### Required work
Please copy every line of the records below that holds the word "bouquet".
---------- Supplied records
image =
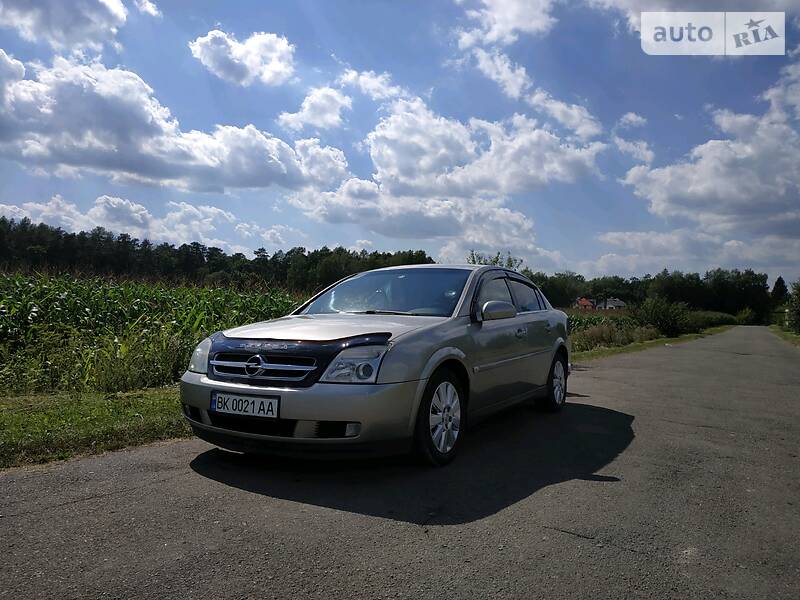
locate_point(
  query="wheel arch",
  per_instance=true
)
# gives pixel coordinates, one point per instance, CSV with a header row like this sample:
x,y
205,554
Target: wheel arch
x,y
451,358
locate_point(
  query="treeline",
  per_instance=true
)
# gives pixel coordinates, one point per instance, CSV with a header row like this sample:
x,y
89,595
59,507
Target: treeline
x,y
28,246
730,291
722,290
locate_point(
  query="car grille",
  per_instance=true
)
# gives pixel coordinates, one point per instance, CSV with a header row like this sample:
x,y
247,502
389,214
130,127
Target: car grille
x,y
276,427
277,363
272,367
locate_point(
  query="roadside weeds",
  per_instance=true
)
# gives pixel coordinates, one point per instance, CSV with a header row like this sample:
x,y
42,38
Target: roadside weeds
x,y
638,346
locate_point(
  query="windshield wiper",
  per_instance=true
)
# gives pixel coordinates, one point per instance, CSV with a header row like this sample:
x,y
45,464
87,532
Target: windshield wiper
x,y
374,311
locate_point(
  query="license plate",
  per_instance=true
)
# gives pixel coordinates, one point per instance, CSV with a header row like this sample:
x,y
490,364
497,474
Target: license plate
x,y
251,406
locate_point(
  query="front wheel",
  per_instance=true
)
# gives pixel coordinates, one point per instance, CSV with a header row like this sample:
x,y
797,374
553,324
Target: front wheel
x,y
440,420
556,386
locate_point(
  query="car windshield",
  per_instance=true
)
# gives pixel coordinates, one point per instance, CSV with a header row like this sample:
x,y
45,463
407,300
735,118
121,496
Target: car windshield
x,y
425,292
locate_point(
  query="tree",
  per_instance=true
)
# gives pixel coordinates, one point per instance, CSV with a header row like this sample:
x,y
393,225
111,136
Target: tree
x,y
498,260
780,293
794,307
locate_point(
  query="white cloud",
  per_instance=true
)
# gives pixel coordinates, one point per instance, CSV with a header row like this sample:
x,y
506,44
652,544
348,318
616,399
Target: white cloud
x,y
147,7
361,245
275,235
638,149
323,165
746,183
437,178
631,119
691,250
182,223
572,116
75,117
376,86
416,152
511,78
65,25
500,21
264,57
321,108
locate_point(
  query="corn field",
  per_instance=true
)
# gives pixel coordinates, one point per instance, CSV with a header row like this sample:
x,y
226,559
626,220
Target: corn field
x,y
67,333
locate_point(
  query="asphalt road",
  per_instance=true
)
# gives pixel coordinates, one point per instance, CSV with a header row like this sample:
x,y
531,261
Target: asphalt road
x,y
674,472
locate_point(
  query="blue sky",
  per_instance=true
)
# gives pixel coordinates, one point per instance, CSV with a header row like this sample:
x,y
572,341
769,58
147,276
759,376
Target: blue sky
x,y
532,126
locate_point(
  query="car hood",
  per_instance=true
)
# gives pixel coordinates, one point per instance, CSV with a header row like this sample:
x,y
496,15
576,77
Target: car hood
x,y
320,328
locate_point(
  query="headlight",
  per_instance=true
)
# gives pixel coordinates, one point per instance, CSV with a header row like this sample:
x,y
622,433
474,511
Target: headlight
x,y
199,361
355,365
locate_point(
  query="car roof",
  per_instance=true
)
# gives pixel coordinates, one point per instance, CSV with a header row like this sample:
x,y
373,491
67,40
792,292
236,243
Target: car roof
x,y
431,266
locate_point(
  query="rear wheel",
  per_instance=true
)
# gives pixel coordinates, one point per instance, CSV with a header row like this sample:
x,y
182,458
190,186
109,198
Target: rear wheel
x,y
440,419
556,386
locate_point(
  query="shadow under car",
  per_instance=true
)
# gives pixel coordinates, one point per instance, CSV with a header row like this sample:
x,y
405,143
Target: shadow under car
x,y
503,460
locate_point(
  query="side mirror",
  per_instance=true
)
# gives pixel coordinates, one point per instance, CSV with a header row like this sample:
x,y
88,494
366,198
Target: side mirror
x,y
495,309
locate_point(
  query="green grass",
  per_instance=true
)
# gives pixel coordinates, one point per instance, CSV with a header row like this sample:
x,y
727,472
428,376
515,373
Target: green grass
x,y
636,347
790,337
41,428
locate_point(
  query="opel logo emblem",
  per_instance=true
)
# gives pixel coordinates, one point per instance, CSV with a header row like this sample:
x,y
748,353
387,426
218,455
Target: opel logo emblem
x,y
254,366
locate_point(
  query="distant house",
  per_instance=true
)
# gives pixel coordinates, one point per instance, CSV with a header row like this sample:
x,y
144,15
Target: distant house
x,y
610,304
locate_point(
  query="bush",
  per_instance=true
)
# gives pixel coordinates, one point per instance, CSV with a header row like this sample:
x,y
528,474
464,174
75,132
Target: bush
x,y
703,319
746,316
670,318
605,336
794,307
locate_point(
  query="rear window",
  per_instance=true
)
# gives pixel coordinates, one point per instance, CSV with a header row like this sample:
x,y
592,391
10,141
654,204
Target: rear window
x,y
525,296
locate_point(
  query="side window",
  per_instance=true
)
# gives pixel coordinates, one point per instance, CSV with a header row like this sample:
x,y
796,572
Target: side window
x,y
493,289
542,299
526,297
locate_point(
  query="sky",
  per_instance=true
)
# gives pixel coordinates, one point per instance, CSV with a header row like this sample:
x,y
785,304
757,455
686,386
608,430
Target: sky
x,y
536,127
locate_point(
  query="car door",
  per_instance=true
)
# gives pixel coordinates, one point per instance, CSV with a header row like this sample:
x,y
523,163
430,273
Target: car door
x,y
533,313
498,347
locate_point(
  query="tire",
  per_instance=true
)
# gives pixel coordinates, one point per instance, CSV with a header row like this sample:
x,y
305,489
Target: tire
x,y
437,442
556,386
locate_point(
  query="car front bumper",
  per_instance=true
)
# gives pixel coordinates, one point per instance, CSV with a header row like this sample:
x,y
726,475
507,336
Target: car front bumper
x,y
311,420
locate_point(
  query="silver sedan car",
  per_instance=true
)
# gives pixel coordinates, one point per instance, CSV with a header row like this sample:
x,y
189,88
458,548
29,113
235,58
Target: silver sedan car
x,y
390,360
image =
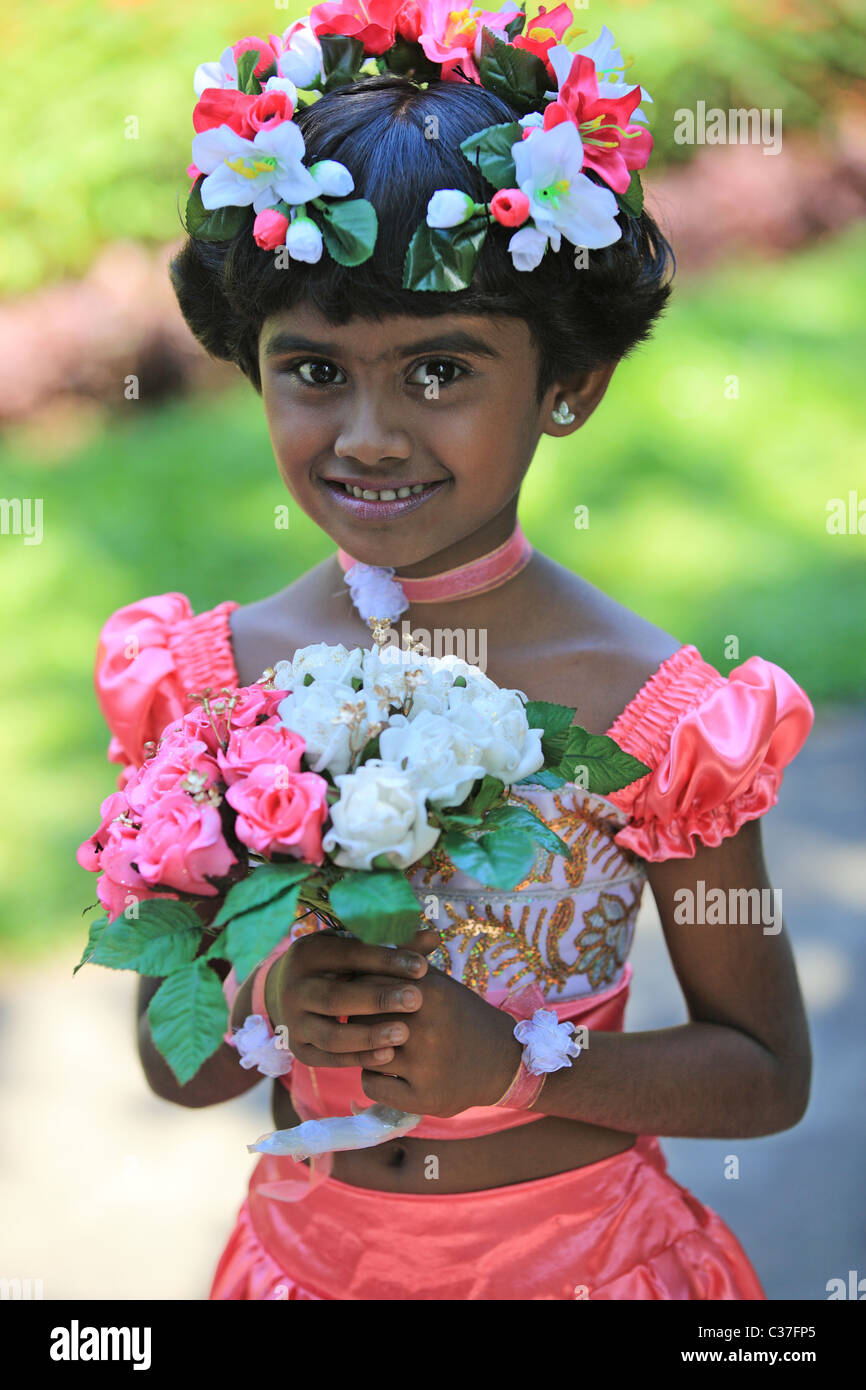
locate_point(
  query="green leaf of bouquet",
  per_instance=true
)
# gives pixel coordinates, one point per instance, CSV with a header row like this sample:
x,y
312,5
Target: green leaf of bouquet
--------------------
### Solution to the problem
  query="green leaf of bouquet",
Target: green leaf of bouquet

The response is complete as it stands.